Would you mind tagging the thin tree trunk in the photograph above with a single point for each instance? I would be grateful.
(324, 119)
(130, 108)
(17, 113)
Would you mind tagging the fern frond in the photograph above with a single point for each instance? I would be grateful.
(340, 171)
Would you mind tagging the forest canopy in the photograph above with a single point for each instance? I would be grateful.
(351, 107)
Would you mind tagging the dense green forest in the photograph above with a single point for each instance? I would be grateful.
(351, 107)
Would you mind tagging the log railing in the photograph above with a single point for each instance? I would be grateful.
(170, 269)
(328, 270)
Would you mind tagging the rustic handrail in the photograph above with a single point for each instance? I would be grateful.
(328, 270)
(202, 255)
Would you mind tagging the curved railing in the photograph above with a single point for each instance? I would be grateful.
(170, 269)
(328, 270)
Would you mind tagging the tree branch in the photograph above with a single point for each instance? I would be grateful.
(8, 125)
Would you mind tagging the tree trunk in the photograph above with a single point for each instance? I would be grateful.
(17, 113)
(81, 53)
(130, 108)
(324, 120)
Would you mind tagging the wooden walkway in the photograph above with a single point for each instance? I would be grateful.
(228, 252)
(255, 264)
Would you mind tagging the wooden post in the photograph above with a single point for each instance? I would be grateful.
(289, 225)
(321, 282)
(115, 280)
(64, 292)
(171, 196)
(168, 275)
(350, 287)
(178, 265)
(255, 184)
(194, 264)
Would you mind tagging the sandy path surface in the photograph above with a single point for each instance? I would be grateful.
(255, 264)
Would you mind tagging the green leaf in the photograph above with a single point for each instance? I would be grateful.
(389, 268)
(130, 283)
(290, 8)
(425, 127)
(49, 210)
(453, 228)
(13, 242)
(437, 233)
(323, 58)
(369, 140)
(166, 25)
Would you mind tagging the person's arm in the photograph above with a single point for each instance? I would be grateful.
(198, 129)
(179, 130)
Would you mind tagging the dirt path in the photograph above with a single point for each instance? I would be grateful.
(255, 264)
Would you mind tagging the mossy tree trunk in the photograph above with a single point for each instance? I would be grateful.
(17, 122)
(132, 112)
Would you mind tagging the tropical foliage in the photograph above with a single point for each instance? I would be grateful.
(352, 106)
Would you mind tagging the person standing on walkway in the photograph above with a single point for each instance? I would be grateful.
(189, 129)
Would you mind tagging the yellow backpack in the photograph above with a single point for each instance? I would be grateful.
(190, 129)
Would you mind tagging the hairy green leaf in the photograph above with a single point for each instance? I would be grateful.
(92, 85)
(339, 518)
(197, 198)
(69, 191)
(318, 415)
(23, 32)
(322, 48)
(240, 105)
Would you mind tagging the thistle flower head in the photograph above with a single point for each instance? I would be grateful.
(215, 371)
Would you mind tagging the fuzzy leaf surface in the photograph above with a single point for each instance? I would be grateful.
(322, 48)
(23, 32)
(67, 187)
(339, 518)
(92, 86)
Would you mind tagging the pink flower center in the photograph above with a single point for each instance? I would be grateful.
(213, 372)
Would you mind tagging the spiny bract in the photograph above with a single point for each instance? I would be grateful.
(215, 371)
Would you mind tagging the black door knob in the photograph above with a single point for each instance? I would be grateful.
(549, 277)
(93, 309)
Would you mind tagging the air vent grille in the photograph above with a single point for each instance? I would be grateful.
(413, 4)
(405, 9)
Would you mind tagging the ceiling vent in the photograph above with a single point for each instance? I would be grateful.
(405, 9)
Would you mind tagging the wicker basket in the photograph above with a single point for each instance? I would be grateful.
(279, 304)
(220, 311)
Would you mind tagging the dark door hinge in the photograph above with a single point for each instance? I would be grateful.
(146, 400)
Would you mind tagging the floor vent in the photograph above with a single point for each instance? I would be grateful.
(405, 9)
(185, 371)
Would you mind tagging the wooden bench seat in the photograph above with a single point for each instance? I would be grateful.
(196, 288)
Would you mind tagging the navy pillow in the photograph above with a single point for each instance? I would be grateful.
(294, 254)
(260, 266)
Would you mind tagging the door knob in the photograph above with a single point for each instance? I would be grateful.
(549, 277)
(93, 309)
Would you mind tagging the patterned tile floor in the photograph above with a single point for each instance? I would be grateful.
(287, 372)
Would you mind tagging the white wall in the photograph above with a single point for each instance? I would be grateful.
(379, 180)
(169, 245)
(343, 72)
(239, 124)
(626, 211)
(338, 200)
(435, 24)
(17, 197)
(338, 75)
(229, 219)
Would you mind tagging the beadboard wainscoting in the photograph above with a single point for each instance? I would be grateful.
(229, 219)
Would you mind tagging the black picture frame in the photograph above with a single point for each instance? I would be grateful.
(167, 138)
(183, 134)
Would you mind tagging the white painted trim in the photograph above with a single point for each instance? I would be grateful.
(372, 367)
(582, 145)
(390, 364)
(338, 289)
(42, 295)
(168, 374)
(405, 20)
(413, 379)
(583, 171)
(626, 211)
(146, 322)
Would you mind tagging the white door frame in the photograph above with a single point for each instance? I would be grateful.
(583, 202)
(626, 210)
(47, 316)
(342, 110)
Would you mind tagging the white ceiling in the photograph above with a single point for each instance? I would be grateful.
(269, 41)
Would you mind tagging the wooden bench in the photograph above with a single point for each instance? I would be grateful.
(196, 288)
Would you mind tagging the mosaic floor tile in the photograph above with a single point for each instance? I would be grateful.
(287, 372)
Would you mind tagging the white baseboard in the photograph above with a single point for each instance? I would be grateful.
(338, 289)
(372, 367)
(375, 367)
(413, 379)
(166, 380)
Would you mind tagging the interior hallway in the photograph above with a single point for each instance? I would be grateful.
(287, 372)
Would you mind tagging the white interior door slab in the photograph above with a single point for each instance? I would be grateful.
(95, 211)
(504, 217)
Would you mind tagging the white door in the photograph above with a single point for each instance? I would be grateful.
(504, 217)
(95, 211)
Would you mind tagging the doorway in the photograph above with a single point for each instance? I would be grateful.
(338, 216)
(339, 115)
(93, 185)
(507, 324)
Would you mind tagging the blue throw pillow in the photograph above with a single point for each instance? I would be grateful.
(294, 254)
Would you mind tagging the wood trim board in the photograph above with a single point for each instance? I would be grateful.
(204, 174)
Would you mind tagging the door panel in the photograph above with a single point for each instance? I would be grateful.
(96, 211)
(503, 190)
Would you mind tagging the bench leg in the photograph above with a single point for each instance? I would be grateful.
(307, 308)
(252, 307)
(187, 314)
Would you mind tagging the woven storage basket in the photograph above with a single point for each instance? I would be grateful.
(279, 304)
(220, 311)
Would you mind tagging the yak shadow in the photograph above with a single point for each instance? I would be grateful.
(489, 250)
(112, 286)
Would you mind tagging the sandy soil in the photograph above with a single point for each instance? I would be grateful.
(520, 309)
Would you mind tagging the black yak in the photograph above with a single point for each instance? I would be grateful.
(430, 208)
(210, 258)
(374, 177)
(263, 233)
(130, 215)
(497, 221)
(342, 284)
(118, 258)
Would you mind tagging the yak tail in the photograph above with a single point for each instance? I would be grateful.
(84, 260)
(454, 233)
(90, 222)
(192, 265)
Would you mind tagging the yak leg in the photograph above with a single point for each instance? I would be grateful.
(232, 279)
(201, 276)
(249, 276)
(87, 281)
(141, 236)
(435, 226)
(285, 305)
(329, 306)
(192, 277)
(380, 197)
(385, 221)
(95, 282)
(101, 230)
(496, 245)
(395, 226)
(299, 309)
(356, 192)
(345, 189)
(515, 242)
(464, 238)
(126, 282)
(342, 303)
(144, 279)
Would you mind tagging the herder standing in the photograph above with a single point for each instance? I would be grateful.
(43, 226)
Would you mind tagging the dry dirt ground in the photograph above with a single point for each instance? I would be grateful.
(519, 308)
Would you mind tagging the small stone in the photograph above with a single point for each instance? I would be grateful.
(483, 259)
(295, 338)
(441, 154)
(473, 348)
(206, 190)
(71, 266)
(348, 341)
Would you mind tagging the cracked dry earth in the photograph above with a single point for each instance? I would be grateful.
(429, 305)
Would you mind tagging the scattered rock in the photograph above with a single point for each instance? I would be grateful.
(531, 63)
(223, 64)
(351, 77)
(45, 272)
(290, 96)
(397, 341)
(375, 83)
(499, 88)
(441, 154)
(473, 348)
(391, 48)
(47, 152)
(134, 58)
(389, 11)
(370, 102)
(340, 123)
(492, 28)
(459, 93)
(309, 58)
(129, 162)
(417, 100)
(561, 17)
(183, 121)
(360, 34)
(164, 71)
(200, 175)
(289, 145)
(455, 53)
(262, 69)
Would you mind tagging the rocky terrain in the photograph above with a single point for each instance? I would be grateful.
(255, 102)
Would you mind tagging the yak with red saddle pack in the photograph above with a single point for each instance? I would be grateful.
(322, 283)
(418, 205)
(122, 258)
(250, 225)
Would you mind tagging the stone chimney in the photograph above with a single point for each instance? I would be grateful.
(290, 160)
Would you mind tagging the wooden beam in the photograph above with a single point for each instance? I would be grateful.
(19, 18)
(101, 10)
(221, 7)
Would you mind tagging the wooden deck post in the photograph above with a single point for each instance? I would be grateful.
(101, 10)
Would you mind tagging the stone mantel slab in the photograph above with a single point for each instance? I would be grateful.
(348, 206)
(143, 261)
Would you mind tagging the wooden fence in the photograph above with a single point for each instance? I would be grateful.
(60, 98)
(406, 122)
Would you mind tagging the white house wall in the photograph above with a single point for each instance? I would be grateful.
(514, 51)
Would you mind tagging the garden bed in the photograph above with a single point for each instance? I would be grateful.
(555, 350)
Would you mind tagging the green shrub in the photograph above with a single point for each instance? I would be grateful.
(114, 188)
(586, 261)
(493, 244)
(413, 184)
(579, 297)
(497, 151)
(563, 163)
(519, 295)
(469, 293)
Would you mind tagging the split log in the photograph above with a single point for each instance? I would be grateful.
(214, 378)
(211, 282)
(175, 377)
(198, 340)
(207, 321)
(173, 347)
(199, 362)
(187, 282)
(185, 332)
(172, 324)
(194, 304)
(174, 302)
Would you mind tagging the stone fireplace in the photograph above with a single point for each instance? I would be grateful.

□ □ □ □

▶ **INSTRUCTIONS TO FOLLOW**:
Repeat, exactly and only, the lines above from the one containing "Would you mind tagging the stone mantel" through the end of the material.

▶ **RESPONSE**:
Would you mind tagging the stone mantel slab in the photograph above with a single point for each instance? I would be grateful.
(348, 206)
(143, 261)
Would you mind tagging the wooden fence in the photograph above with a single point for each instance? I would be grateful.
(60, 98)
(406, 122)
Would you mind tagging the white house wall in the photograph above with a single point for each instance? I would be grateful.
(514, 51)
Would you mind tagging the garden bed in the photograph above with a single point for each instance? I would be grateful.
(555, 350)
Would you mind tagging the green shrub in the photograph above with a single point for each instance? I would be grateful.
(114, 188)
(586, 261)
(493, 244)
(413, 184)
(579, 297)
(497, 151)
(563, 163)
(519, 295)
(469, 293)
Would you mind tagging the split log in the photograph above with a single point for each instance? I would be grateful.
(214, 378)
(211, 282)
(175, 377)
(198, 340)
(207, 321)
(173, 347)
(199, 362)
(187, 282)
(185, 332)
(172, 324)
(194, 304)
(174, 302)
Would you mind tagging the stone fireplace in the photograph above with a single point for each instance? I would be grateful.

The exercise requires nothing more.